> _SELECTION_
---------------

My positioning here wasn’t great, I have to say, and as riders lost wheels I found myself at the wrong end of the bunch and in danger of being a casualty of the crosswinds. I decided to make an effort to move to the front and eventually made it up to the head of the bunch. However, in the space of a few miles the riders that had already got a jump on the main bunch from the start and a couple of other riders including Craig had managed to get a decent gap and the break of six riders were now well up the road. A bit disappointing for my own racing ambitions, but at least I had a team mate out front.
As we took the turn for the quick tailwind descent of New Hey Road we could see the break had maybe 30 seconds on the rest of the bunch. A decent gap, but it was still early doors with a lot of racing left.
The interesting section of the course came after a sharp left hander down a fast narrow lane, joining the Yorkshire Water service road, quick right hander under the M62, followed by a very sharp left hander followed by a 50m ramp onto the unsurfaced track across Scammonden reservoir. This unsurfaced section was narrow, potholed and had a steep descending embankment on the RHS, this then led to the 1 in 5 concrete ramp which again was potholed and full of gravel, large tufts of grass and other hazards. Oh the joys! At the top of the ramp it was a sharp right hander and then a flat-ish 250m dash to the finish line before exiting the service road and taking a left hand turn back on to the crosswind section of Saddleworth Rd to start lap 2.

---------------

> _TASKS AND EXERCISES_
(1) Identify every road the race report refers to by name.
(2) Extend the race report with the next stretch of the account, picking up after its final sentence.

---------------

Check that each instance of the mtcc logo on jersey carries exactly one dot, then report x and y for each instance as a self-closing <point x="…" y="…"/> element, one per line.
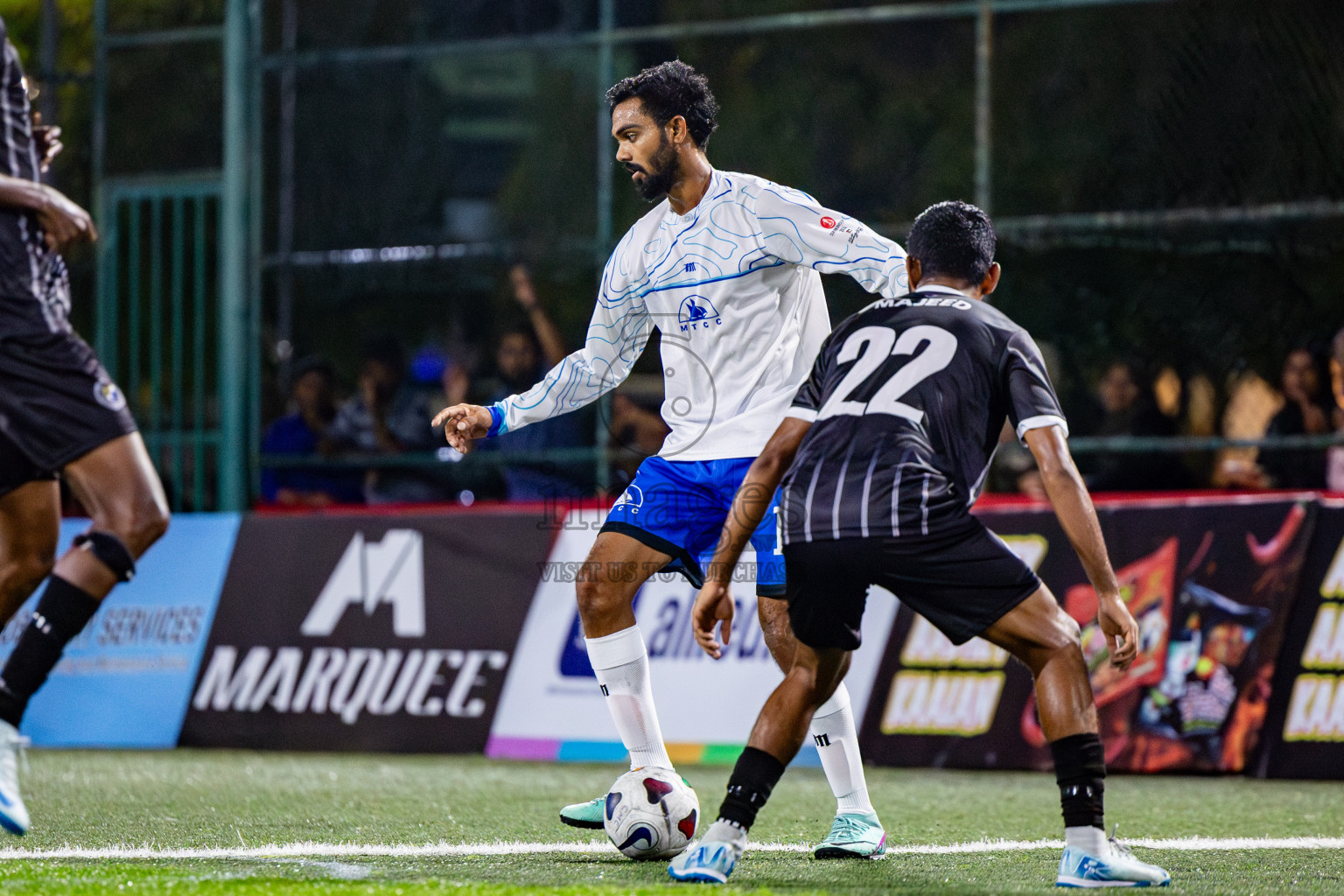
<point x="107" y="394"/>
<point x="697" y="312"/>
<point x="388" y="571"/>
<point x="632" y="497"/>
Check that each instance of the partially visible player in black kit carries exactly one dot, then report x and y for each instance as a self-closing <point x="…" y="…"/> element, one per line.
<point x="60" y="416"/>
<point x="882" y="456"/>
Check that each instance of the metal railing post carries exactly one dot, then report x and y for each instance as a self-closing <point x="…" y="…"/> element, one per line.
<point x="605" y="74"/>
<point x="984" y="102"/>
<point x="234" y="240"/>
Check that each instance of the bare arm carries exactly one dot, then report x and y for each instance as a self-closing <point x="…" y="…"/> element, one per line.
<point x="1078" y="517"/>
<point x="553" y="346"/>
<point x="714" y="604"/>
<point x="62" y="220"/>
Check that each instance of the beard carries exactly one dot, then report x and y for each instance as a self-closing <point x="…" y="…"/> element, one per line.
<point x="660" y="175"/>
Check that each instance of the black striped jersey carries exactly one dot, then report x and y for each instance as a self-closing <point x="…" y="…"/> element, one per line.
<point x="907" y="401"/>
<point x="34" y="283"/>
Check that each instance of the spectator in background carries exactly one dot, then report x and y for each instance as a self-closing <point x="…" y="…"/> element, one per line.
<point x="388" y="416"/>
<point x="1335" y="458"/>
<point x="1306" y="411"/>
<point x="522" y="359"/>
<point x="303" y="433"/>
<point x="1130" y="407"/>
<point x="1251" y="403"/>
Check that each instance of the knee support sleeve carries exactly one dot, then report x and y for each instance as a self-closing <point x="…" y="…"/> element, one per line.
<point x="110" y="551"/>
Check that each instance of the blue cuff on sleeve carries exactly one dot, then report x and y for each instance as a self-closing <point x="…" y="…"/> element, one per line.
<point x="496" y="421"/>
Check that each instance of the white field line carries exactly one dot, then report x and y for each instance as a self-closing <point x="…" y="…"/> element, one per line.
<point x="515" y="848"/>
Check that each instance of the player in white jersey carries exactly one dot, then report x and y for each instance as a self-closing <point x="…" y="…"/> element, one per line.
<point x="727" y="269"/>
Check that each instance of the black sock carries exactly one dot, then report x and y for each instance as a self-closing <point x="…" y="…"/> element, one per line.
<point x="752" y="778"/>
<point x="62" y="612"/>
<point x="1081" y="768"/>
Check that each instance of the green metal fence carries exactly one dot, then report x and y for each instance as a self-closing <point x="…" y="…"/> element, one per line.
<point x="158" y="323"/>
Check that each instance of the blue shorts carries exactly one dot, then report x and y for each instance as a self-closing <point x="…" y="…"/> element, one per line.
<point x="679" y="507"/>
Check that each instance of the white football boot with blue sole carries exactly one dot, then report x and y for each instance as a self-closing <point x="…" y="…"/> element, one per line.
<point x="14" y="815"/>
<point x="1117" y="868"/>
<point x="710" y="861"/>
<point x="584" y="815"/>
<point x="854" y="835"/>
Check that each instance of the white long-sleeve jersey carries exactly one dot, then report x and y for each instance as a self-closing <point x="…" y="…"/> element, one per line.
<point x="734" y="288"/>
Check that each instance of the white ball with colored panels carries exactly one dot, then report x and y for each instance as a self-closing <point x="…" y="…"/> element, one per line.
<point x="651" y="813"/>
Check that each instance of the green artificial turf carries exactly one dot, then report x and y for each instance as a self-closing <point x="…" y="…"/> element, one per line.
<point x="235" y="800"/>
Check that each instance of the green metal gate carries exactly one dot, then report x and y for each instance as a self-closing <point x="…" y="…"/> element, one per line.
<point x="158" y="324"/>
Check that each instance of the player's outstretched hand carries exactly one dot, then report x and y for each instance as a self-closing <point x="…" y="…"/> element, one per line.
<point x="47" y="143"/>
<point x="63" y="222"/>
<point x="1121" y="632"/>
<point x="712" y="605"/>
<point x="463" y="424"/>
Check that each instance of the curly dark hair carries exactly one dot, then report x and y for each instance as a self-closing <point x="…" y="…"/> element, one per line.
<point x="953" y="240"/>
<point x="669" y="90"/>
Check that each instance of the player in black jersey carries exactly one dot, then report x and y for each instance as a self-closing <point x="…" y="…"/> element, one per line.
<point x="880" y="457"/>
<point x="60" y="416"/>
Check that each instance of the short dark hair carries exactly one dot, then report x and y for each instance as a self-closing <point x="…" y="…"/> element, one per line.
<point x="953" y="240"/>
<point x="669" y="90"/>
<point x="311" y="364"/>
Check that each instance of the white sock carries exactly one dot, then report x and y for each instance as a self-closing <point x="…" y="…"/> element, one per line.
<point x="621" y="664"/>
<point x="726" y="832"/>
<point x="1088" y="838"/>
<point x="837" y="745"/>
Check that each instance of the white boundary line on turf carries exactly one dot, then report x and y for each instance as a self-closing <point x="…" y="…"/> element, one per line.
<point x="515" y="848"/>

---------------

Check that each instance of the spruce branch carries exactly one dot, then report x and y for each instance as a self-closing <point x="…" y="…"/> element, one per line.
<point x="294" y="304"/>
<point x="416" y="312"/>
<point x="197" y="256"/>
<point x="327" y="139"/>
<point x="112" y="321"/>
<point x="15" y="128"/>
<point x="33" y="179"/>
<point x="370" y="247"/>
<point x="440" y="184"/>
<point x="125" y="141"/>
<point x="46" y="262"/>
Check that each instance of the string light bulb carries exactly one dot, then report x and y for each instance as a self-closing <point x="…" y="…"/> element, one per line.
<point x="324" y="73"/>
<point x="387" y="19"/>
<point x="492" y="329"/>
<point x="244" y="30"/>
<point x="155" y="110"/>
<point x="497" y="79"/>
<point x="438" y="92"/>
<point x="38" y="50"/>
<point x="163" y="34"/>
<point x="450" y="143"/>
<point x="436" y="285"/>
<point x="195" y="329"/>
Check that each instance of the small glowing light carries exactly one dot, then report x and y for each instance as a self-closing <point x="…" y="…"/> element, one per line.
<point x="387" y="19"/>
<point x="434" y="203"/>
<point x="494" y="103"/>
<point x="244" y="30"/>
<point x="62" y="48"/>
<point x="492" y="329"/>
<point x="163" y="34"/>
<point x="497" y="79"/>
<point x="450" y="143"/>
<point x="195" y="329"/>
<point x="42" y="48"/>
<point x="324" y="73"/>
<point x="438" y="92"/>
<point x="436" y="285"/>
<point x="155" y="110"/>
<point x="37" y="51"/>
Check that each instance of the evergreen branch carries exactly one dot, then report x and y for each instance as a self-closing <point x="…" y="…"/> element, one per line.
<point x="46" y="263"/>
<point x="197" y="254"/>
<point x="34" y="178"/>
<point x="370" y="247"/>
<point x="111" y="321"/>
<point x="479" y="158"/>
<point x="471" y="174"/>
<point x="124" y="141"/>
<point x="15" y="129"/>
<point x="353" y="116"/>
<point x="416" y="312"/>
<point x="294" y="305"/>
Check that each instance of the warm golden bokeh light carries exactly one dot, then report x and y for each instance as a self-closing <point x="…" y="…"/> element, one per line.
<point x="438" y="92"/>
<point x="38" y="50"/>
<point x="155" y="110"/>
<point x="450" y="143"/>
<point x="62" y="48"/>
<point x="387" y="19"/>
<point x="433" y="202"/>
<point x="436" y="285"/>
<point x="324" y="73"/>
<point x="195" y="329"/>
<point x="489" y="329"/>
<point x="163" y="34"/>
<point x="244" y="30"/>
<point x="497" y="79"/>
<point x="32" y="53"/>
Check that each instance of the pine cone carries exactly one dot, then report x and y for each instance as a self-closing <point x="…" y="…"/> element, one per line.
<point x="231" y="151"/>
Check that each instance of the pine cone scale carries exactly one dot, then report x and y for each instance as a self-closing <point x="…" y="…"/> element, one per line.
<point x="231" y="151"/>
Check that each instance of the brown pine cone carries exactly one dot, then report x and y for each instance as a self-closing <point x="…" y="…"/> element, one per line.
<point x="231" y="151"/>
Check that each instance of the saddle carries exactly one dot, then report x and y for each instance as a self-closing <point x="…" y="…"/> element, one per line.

---------------

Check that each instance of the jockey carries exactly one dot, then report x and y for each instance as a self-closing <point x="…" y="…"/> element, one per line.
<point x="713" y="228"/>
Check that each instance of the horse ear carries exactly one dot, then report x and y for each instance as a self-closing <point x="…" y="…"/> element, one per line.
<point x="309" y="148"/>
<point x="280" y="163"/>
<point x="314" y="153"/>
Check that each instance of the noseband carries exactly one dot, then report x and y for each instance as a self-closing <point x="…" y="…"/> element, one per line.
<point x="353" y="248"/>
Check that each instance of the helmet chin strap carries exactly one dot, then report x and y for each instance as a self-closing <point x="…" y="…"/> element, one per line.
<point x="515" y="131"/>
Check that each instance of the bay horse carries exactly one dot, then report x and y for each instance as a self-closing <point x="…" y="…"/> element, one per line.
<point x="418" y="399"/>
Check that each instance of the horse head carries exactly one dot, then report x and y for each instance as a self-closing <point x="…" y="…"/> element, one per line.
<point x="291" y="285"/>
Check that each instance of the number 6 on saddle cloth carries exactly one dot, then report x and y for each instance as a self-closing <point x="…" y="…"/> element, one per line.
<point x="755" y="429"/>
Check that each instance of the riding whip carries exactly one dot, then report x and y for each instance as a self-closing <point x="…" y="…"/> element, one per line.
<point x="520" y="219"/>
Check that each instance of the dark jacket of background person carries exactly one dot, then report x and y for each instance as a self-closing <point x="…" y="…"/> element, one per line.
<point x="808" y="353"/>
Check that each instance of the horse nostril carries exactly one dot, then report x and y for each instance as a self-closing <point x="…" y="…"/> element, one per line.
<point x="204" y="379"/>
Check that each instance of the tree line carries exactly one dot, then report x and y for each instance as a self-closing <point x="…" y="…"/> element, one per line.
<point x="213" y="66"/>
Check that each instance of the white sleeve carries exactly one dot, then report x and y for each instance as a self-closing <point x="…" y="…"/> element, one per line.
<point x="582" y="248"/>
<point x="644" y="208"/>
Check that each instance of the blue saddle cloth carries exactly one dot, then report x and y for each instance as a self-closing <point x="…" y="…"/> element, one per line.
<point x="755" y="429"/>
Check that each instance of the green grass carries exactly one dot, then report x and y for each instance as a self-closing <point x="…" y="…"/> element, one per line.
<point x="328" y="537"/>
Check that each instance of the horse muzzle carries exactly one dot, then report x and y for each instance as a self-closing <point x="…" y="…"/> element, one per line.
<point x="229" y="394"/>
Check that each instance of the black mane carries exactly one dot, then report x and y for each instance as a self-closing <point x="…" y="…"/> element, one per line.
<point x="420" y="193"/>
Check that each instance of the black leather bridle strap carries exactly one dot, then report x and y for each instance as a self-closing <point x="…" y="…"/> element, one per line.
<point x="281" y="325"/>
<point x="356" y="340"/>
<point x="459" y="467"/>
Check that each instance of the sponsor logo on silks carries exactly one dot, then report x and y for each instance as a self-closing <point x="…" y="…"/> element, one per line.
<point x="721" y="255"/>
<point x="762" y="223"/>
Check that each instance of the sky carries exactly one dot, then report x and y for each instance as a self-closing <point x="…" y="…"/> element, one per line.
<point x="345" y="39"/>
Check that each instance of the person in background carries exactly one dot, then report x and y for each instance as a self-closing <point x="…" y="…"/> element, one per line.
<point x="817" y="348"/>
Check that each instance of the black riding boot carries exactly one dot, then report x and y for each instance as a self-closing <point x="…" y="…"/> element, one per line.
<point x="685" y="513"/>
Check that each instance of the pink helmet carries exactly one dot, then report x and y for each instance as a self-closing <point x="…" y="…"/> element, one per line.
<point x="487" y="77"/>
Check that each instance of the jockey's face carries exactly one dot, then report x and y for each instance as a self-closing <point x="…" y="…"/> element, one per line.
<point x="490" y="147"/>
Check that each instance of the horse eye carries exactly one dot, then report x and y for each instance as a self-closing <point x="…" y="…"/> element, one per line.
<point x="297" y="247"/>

---------------

> _ANSWERS PROVIDED_
(1)
New Hey Road
Yorkshire Water service road
M62
Saddleworth Rd

(2)
It was at this point I saw a rider in the distance standing at the side of the road. As we approached I saw it was Craig with wheel in hand. He’d tried desperately to loan a wheel off a number of marshals but to no avail. So unfortunately his race was over and he was ruing his bad luck as the course definitely suited him. But it now meant I was free to race.
I got in the chain of riders doing turns into the crosswind but it was evident that there were only 3 to 4 riders willing to commit to the chase so in frustration I attacked, I headed for the LH gutter and pressed on the pedals, looked over my shoulder and saw another rider was coming across so I moved out to the centre of the road to give shelter and continued to press on.
‘Flick’…. Nothing……………’flick’……… nothing.
When I looked back the rider was Nick Shaughnessy who I knew. After a quick chat it was evident Nick wasn’t willing to ride as he had a man in the break. We were perhaps 10 second in front of the bunch and 20 seconds behind the break so I felt it was worth Nick riding. Not convinced or not willing Nick remained on my wheel. At that point I stopped riding and as Nick passed me I jumped and got ahead. I was prepared to nail my flag to the mast here but after another quick glance back I saw another rider coming across and he was bringing Nick with him!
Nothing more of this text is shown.